TEXT SEGMENT »
For well over a decade now the natural health world has been inundated with advice regarding vitamin D supplementation.
One of the main reasons vitamin D became so popular is because there was clear evidence supporting its use as a bone strength modulator.
Vitamin D, which is made by our bodies when skin is exposed to varying bands of UV sunlight, helps to activate processes in the body wherein osteoclasts and osteoblasts build and tear down bone.
Without vitamin D the cellular process of bone repair doesn’t happen.
Now researchers are starting to believe that if a person doesn’t get high enough levels of vitamin D their brains could suffer as well.
Vitamin D Is Necessary For Brain Structure
Researchers led by Thomas Burne, an associate professor at the University of Queensland Brain Institute in St. Lucia, Australia recently published findings in the journal Trends in Neurosciences indicating vitamin D was essential for forming the scaffolding of the brain, and that without vitamin D that sensitive scaffolding could fall apart.
To see just how important vitamin D is for brain structure the researchers took healthy adult mice and artificially reduced their vitamin levels down to 0 for a 20-week span.
At the end of the 20 weeks, they compared the mice to a control group who’d been given the normal daily value of vitamin D.
The testing showed that the mice in the vitamin D starved model weren’t as quick to learn new things and failed to remember as well as the mice who’d been given vitamin D.
Ana Sandiou writes:
“Scans of the rodents’ brains showed a reduction in the so-called perineuronal nets in the hippocampus — the brain area that is key for memory formation.
The perineuronal nets act like “scaffolding” in the brain. “These nets form a strong, supportive mesh around certain neurons, and in doing so, they stabilize the contacts these cells make with other neurons,” Burne explains.

PROMPT A »
Answer these questions from the vitamin D article:
(i) For how long did the researchers reduce the mice's vitamin D levels to 0?
(ii) In which journal did Thomas Burne's team publish its findings?
(iii) In which brain area did the scans show a reduction in perineuronal nets?
PROMPT B » Continue the vitamin D article, starting after its final sentence.
The rows that follow are separate material and have no connection to the vitamin D article.

INPUT DATA »
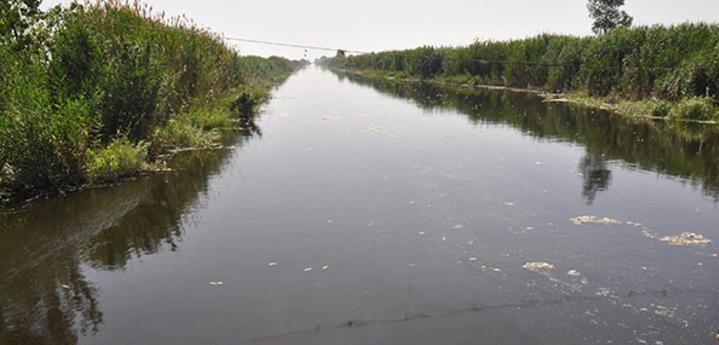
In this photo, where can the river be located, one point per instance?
(375, 212)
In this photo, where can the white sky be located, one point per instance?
(372, 25)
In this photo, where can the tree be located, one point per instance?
(607, 16)
(16, 17)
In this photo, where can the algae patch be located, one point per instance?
(686, 239)
(538, 266)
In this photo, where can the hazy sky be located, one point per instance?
(371, 25)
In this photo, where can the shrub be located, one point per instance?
(696, 108)
(118, 159)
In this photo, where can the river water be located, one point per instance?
(374, 212)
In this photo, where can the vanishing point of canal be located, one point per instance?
(374, 212)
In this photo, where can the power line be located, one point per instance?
(290, 45)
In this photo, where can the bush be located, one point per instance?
(181, 133)
(118, 159)
(696, 108)
(112, 74)
(666, 62)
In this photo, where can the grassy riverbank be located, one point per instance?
(670, 72)
(95, 92)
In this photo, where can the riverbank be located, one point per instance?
(93, 93)
(655, 71)
(653, 109)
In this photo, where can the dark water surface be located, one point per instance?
(417, 208)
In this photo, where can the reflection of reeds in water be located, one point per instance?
(686, 150)
(44, 297)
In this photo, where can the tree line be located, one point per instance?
(93, 90)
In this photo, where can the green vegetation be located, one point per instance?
(607, 16)
(95, 90)
(631, 64)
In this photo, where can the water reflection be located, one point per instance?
(44, 297)
(688, 151)
(596, 176)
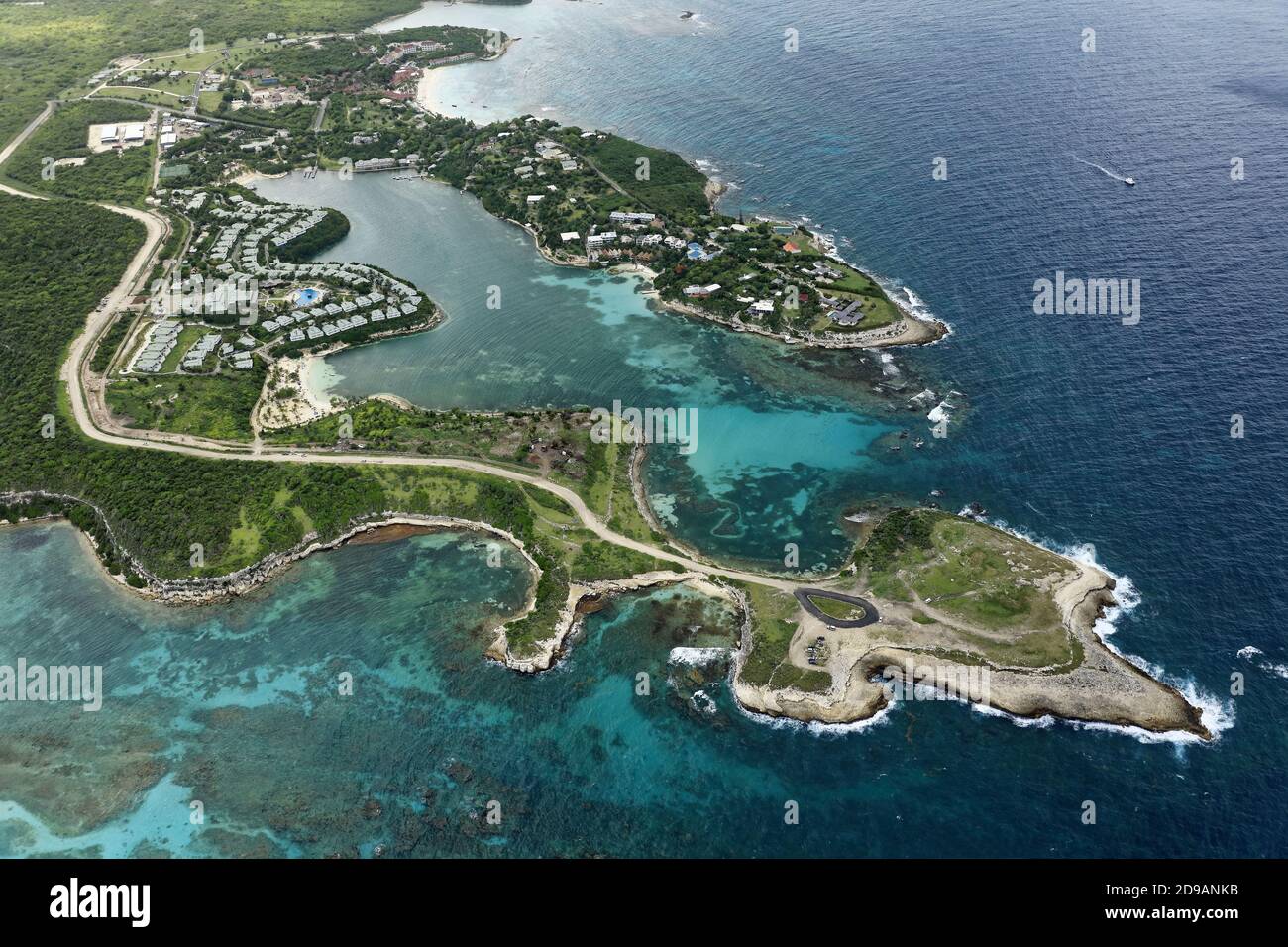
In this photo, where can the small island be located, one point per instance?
(180, 377)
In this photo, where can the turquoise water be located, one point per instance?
(786, 440)
(1080, 432)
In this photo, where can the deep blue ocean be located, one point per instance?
(1077, 431)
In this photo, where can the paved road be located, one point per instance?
(72, 373)
(870, 611)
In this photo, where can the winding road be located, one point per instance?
(72, 372)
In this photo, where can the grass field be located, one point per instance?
(842, 611)
(206, 406)
(123, 176)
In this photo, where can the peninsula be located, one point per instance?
(170, 424)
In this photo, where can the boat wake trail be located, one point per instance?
(1103, 170)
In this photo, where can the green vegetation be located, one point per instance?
(673, 187)
(599, 560)
(110, 342)
(54, 50)
(773, 626)
(322, 236)
(832, 608)
(56, 261)
(215, 406)
(120, 175)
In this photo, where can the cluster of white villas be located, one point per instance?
(343, 316)
(249, 226)
(165, 335)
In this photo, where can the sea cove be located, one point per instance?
(790, 440)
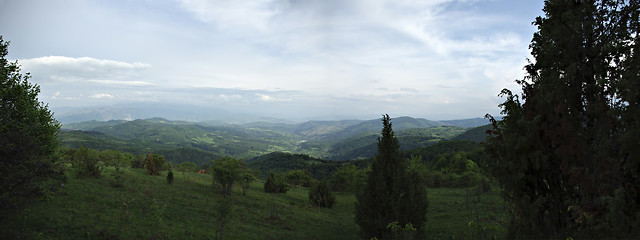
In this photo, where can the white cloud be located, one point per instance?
(267, 98)
(69, 69)
(102, 96)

WRITTEN RESPONSE A »
(i) 20 weeks
(ii) Trends in Neurosciences
(iii) The hippocampus

WRITTEN RESPONSE B »
The researcher goes on to report that, “There was also a stark reduction in both the number and strength of connections between neurons in [the hippocampus].”
Although the study did not firmly establish this mechanism, the researchers think that vitamin D deficiency makes perineuronal nets more vulnerable to the degrading action of enzymes.
“As neurons in the hippocampus lose their supportive perineuronal nets, they have trouble maintaining connections, and this ultimately leads to a loss of cognitive function,” Burne says.
What Does That Mean For Brain Health?
If the scaffolding of the brain were to fall apart owing to a lack of vitamin D it could lead to the development of numerous mental illness,
Burne and his team posited the collapse of the hippocampus might lead to the development of schizophrenia, memory loss and cognitive distortions.
Burne and his team plan to do more tests on how vitamin D affects the formation of perineuronal nets so they can determine if there are ways to reverse the damage once it’s been done.
“We are also particularly excited to have discovered these nets can change in adult mice. I’m hoping that because they’re dynamic, there is a chance that we can rebuild them, and that could set the stage for new treatments.”